## Task to complete:
Drop all images and give the records again exactly.

## Material for this task:
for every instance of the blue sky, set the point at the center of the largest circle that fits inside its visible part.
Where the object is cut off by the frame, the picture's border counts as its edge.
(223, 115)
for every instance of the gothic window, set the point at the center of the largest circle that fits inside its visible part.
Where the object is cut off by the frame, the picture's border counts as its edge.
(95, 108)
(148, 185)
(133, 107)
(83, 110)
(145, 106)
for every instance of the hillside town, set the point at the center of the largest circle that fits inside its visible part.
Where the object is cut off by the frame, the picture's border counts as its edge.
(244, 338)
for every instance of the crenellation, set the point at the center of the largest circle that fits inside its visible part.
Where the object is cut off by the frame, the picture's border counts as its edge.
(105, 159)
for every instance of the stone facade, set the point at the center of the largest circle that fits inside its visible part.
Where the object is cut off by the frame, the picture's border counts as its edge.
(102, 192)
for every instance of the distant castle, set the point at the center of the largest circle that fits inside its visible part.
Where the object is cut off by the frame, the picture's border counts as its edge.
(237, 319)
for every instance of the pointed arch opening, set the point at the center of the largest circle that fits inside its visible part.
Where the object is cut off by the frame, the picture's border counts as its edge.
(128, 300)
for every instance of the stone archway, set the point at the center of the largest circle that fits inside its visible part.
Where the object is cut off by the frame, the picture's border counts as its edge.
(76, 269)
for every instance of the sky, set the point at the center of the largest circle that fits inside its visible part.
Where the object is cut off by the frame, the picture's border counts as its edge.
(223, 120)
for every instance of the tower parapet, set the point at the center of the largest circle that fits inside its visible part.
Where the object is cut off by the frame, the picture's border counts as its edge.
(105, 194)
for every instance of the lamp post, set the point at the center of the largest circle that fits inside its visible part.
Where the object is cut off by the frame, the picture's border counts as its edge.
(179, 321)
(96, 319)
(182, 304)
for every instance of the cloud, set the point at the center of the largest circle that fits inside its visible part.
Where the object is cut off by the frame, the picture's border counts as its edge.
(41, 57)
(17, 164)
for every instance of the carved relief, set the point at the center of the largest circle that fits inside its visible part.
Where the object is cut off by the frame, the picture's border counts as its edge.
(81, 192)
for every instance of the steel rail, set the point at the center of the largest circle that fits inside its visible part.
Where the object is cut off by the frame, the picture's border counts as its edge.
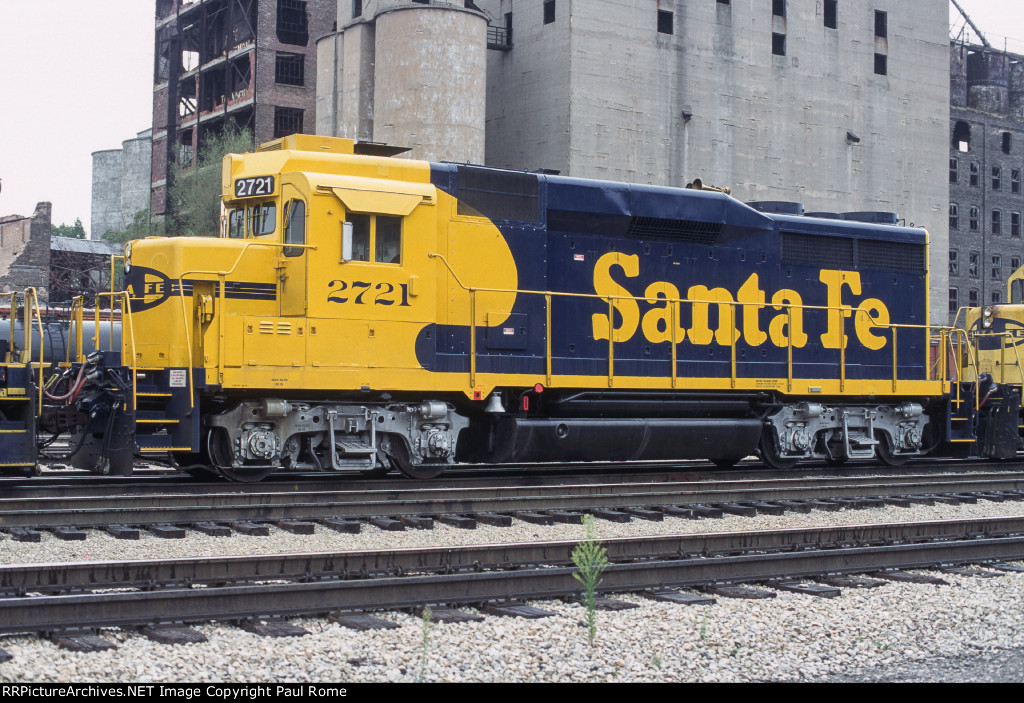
(82, 485)
(23, 578)
(299, 504)
(275, 600)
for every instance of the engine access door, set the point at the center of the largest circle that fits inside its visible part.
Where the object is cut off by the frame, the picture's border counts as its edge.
(294, 261)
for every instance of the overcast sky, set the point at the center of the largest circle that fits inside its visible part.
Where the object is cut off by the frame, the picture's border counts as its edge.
(76, 77)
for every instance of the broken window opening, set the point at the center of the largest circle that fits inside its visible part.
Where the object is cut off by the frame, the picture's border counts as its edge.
(241, 75)
(962, 136)
(293, 23)
(213, 94)
(778, 44)
(290, 69)
(881, 64)
(881, 24)
(186, 149)
(189, 60)
(665, 22)
(287, 121)
(832, 14)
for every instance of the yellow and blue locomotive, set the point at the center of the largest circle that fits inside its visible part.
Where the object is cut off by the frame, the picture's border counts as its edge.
(360, 312)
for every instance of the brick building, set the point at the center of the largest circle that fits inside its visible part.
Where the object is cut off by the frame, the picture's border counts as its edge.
(25, 252)
(986, 163)
(251, 62)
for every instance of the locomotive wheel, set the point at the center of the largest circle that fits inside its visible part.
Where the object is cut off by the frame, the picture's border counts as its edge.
(885, 452)
(401, 460)
(770, 454)
(218, 447)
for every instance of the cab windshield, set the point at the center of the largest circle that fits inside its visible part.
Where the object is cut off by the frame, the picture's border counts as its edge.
(255, 220)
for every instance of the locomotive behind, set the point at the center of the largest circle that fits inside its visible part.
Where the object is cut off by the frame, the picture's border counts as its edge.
(361, 312)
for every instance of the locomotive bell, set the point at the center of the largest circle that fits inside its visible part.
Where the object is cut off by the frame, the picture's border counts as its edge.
(495, 404)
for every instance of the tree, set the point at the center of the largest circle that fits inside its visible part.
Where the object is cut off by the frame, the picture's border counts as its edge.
(75, 231)
(195, 191)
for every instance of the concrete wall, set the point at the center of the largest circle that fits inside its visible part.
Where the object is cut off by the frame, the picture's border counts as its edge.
(105, 210)
(601, 93)
(136, 167)
(430, 94)
(408, 75)
(986, 174)
(121, 184)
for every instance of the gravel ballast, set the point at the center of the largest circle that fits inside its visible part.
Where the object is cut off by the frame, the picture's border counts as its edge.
(968, 630)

## Result of the task:
for every instance of the blue sky, set the point at the center of the largest circle that fits inside its visible part.
Where the object is cut off by the frame, the picture's border counts as its edge.
(223, 115)
for every instance of the gothic window, set the point at the center of the largest circle that fits inside its visible part.
Where the object is cut off by the frame, the picture's border counts as its edge.
(95, 108)
(148, 185)
(133, 107)
(83, 110)
(145, 106)
for every instance of the hillside town, set the point at the center of the largest circle that fits inside its visible part.
Where the object is cut off by the frame, the picture's border counts as its edge.
(244, 338)
for every instance of the crenellation, set the point at the center of the largest circle that fits inside its visible part.
Where the object is cut off by the frame, the picture's border counts as its edge.
(105, 159)
for every instance of the stone facade, set the point at the center of the largest circle that fits inside its visible part.
Where the object is cut off by the frame, the picture's border counts as its edge.
(102, 192)
for every instance of the distant castle, set the point at the center of the largest circle that fits inside its visible part.
Where the object is cut off by the frame, the picture's border counts as its edge.
(237, 319)
for every instance of the pointed arch opening, set the point at the center of the largest circle that fits inside its visible part.
Where the object is cut off by the frame, the picture's border counts as its edge.
(128, 300)
for every instance of the stone archway, set the point at the center of the largest circle that fits inside its visible part.
Where the object is cut off by the frame, the picture's border counts as its edge.
(76, 269)
for every instance of the sky, set the point at the center of the largest circle that fits inside its visible part.
Where the object is cut off by the frame, the picture's border counts as its edge.
(223, 120)
for every instance of the tower parapet, set the point at the center of the largest circle that fits inside its visible part.
Where the object is cut off by the frame, the picture's border counts as its edge.
(105, 194)
for every instance of the lamp post, set the point at the center of the largest circle that fits inside its visible part.
Where the object is cut off by the frame, the picture's border counts as its edge.
(179, 321)
(96, 319)
(182, 304)
for every instance of the cloud, set the point at the center of the largest circle that fits inside its visible part.
Where the object is cut off by the frame, the picture's border counts as its edge.
(41, 57)
(17, 164)
for every instance of the carved relief, set the point at the center of the largest circle that fits inside its visible part.
Where the object is cut off by the frame, the picture's border counts as its edge.
(81, 192)
for every instance of the steel rail, set the point at the center of the largest circle that fits inside its visible part.
Where the object is cut off by the frame, the picture's border counts as its edge.
(82, 485)
(23, 578)
(299, 504)
(275, 600)
for every instance of the engine access door, set the point at the center of the largest circle that fits inside its visible part.
Where the object is cut off by the frame, the picture's border counts as its edge.
(294, 261)
for every instance of the overcast sky, set the point at the center of the largest circle that fits inside its visible part.
Where the object is cut off by the frame, the picture's border counts as its edge.
(76, 77)
for every instance of the broken window opening, set the point at the center of the largest circle that fits inside its visible part.
Where the object is cut off by the frame, the picture's border counts as its edge.
(241, 75)
(962, 136)
(293, 23)
(213, 94)
(778, 44)
(290, 69)
(881, 64)
(881, 24)
(186, 149)
(189, 60)
(665, 22)
(287, 121)
(832, 14)
for every instance of the yellow and blue locomotive, set the point at the center of the largest circle that fits inside its visible part.
Where the object is cut off by the frame, the picture's border counts as its edge.
(360, 312)
for every instance of the brick building, set the point at the center of the largest circle that fits inside its visible part.
Where the object is cut off by the frame, the picture's border counts as its edge.
(25, 252)
(986, 163)
(251, 62)
for every instance of the locomotive wheel, set the point at the center of the largest circle that fits inside its visible part.
Where the object is cut off by the frame, the picture's border counts as its edge.
(885, 452)
(401, 460)
(770, 454)
(218, 447)
for every instance of the cab windshield, set the point at the center of the largest circle that fits inside its visible part.
Where the object is cut off by the frame, the picture's border counts as its edge.
(255, 220)
for every instance of the locomotive behind, set the point at the center of the largest circle that fits inside its visible part.
Where the object is cut off by the frame, the picture's border counts as its edge.
(361, 312)
for every instance of the locomotive bell, set the point at the center of the largest circle that fits inside its visible part.
Where the object is cut off by the frame, the picture's border counts as its edge.
(495, 404)
for every instance of the tree, set the point at the center of the largest circle that fits inside its visible part.
Where the object is cut off by the frame, the picture's border counts as its edge.
(75, 231)
(195, 191)
for every instance of the concrete wall, set the point at the center of the largest circle that fits inside its visible part.
Where the object is cut off by the frame, the picture's border counts as its edge.
(105, 210)
(601, 93)
(136, 167)
(430, 94)
(408, 75)
(986, 174)
(121, 184)
for every instance of the gravel ballast, set the point at the center of the largest circle that fits inside its visible part.
Where the object is cut off by the frame, the picture's border counts as its edge.
(968, 630)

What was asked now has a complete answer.